■ Information given ■
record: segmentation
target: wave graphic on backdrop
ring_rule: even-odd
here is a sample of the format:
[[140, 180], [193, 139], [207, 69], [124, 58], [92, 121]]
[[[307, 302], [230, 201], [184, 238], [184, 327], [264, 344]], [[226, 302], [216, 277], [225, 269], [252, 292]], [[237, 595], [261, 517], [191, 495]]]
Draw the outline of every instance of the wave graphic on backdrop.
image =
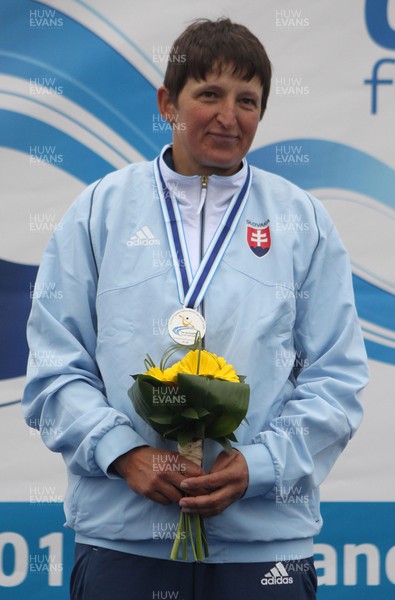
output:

■ Instructions for the task ■
Restate the records above word for word. Skip every picture.

■ Answer below ■
record: segmentation
target: wave graphic on backdrop
ring_rule: even-odd
here is a sample of the format:
[[140, 180], [193, 139], [207, 69], [124, 58], [92, 121]]
[[[307, 302], [230, 201], [184, 238], [184, 327], [264, 344]], [[226, 302], [216, 277], [225, 269], [252, 292]], [[237, 595], [261, 517], [191, 495]]]
Draw the outline of every instance of the wave graphic on backdrop.
image =
output:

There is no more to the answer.